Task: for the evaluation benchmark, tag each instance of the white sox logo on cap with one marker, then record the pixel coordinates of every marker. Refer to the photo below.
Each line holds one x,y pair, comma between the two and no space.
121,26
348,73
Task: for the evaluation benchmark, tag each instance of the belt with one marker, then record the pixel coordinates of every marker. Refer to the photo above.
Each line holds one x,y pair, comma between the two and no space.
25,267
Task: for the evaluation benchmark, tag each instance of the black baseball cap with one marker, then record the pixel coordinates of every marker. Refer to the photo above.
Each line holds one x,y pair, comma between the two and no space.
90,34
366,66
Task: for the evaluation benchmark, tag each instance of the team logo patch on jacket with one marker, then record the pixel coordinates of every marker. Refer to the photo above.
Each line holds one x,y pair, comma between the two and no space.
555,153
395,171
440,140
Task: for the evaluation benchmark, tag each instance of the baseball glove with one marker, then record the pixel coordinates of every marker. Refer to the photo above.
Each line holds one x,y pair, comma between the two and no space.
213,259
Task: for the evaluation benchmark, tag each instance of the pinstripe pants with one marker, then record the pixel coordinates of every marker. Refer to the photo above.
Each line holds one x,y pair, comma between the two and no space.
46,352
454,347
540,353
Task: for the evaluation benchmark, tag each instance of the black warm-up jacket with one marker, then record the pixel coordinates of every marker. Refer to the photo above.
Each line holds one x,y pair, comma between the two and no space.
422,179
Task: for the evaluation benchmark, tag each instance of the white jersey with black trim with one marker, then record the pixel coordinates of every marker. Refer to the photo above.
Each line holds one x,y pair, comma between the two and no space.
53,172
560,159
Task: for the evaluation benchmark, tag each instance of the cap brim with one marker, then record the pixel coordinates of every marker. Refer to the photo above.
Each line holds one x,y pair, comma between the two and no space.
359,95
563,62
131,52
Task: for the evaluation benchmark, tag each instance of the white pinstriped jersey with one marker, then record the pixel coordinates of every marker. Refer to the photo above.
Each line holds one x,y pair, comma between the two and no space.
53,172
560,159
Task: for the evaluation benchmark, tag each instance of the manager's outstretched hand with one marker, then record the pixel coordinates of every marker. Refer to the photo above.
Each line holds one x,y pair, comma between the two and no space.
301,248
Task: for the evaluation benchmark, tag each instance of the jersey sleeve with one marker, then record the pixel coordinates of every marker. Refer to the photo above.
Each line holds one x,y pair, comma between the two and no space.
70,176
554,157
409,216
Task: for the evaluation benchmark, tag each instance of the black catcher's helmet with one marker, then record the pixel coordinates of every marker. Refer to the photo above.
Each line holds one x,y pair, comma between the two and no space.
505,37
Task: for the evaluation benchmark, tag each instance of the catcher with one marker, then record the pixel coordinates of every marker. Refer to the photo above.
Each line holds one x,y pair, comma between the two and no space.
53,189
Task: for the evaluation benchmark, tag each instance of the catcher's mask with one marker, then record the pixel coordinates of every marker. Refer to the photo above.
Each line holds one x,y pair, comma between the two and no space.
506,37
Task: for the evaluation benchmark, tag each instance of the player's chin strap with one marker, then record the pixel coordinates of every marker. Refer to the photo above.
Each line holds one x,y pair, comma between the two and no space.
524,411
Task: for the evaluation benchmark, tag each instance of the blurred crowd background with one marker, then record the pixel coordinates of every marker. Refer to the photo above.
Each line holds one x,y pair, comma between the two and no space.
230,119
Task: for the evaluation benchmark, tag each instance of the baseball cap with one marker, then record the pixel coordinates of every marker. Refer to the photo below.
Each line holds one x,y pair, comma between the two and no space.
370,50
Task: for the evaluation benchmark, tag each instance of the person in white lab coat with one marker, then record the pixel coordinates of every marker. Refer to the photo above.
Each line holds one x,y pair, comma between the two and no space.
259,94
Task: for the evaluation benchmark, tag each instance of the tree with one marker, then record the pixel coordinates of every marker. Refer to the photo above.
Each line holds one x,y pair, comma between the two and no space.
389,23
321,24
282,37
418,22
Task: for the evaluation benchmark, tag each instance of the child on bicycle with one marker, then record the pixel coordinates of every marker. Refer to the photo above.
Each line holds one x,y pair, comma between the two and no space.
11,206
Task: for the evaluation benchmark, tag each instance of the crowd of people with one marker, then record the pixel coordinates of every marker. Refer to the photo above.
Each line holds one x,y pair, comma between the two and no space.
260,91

+++++

Quote the data above in full, changing nothing.

> Problem solution
Task: for the evaluation benchmark, tag each instance of the white sox logo on cap with one marker, then record the pixel coordinates of every marker. Refer to the photo below.
Each line holds one x,y pair, comma between the two and no space.
121,26
348,73
Task: for the evaluation benchmark, tag each instance of the belt with one marker, then record the pixel coordinates of every marker. Refer to the photo above.
Each line holds one x,y pair, comma between the two and no space.
25,267
Task: for the evaluation benchmark, tag each instance of the black baseball cap with one marker, then record the pixel coordinates of every marker. Refer to the photo above.
Each line holds one x,y pair, comma between the two and no space.
90,34
366,66
Task: for the evaluation benchmark, tag each instance of the team logo patch on jacket with one marker, then record the pixel coordinates of every marker. Refer to the photo above.
Each line holds one x,y pair, comma between the two and no space.
555,153
395,171
440,140
Task: for the evaluation benchmark, tag each instance of the baseball glove with one marker, then record the pixel coordinates of every marker. Refer to the photo above.
Each line holds one x,y pair, comma between the two and no space.
213,259
Task: for the evaluation benchmark, tag each instance of the pinstripe pants with one marker, then record the pixel coordinates of every marker. Refer to the photo above.
Each line holds one x,y pair, comma between the two and no space.
46,352
454,347
540,353
Task: for the evaluation benchmark, tag each instance of the black warm-up jacket with one marker, then record the pixel coordinates of every marker. Refer to the photo above.
Each line holds one x,y pair, comma between the two and no space.
422,179
Task: for the evaluation benchmark, tag each instance of the white jersey with black trim with one marker, then record the pixel coordinates of every marker. Refer to the photo above.
Each line holds one x,y pair, comma between the two and no space.
53,172
560,159
Task: for the evaluation benchmark, tag each instance of the cap brim with one marker, then record the pixel coordinates of every marker. Refer to the photo above.
Each line holds one x,y pair, comma between the two and no space.
359,95
563,62
131,52
Task: for the evaluation benchmark, tag each instance of the white pinstriped jersey with one marker, then record the pixel coordinates of every marker. Refer to the photo above.
Each line holds one x,y pair, comma between the two and no space.
53,172
560,159
Task: for the evaluation benchmark, tag each instance of the manager's outstretched hand with one marker, then record the pixel coordinates of every marker. Refer to the photo above.
Each line holds one x,y pair, comma between the two and no space.
301,248
Task: for the evaluation benchmark, tag each instance of the jersey sleeve with one marker, then record the pixel coordinates of every marker. Refer to the photo above.
Each line holds one x,y pair, comma between the two and no space.
70,176
554,157
409,216
Task: for the evaluation benchmark, tag each instance of the black catcher's helmet with one marker, then record the pixel coordinates of every marker. Refer to the photo above.
Each line holds one x,y pair, comma between the two and no space.
505,37
Task: for the evaluation benchmark, tag each instance of the catcher with one marker, then record the pixel coordinates of every marker. Refer to the photo above.
Each line holds one x,y pair, comma between the two and no space.
53,189
Task: for the evaluation benchmark, tag each instance of the catcher's mask with one marker, then record the pixel coordinates of every marker. Refer to the photo above.
Each line holds one x,y pair, comma between the two and no space.
506,37
Task: for the evaluation benchmark, tag each instance of the player's chin strap with one marker, then record the pixel coordinates of every marker. Refer to the photo above.
Each line holds one x,y pair, comma between the two and no space.
524,411
Task: for the evaluation benchmark, tag each instance of the blurred crowd background with one marker, then record the pixel coordinates of every marker. Refer to the photo above.
Each line holds one x,y pair, comma between the two and no space.
230,119
Task: for the evaluation benchmark, tag each instance of the baseball cap with one marker, then record the pixel coordinates of every marker. Refer to the photo below.
Each line holds one x,y pair, comma between the two and no space.
370,50
Task: for the evaluation benchmark, tag each instance of the person in white lab coat with one marker, then record the pixel coordinates of every marker. Refer to the photo above.
Each line holds one x,y pair, comma between the two and no space.
259,94
Task: for the evaluation benchmark, tag each instance of the tree with one marker, then record the pixel coordinates of every marker. Refer to the photo above.
Each line holds one x,y pair, comma between the two and no space.
389,23
321,24
282,37
418,22
Task: for the evaluation benchmark, tag each instance of the child on bicycle with one marker, then record the pixel coordinates of every marker. Refer to the photo above.
Each line holds one x,y pair, comma between the two and no space.
11,206
Task: for the evaluation benchmark, tag each instance of the crowd of people with one marker, then record the pixel coordinates of every marker. Refer to the photo above.
Each line holds one x,y pair, comma between the two and no space.
260,91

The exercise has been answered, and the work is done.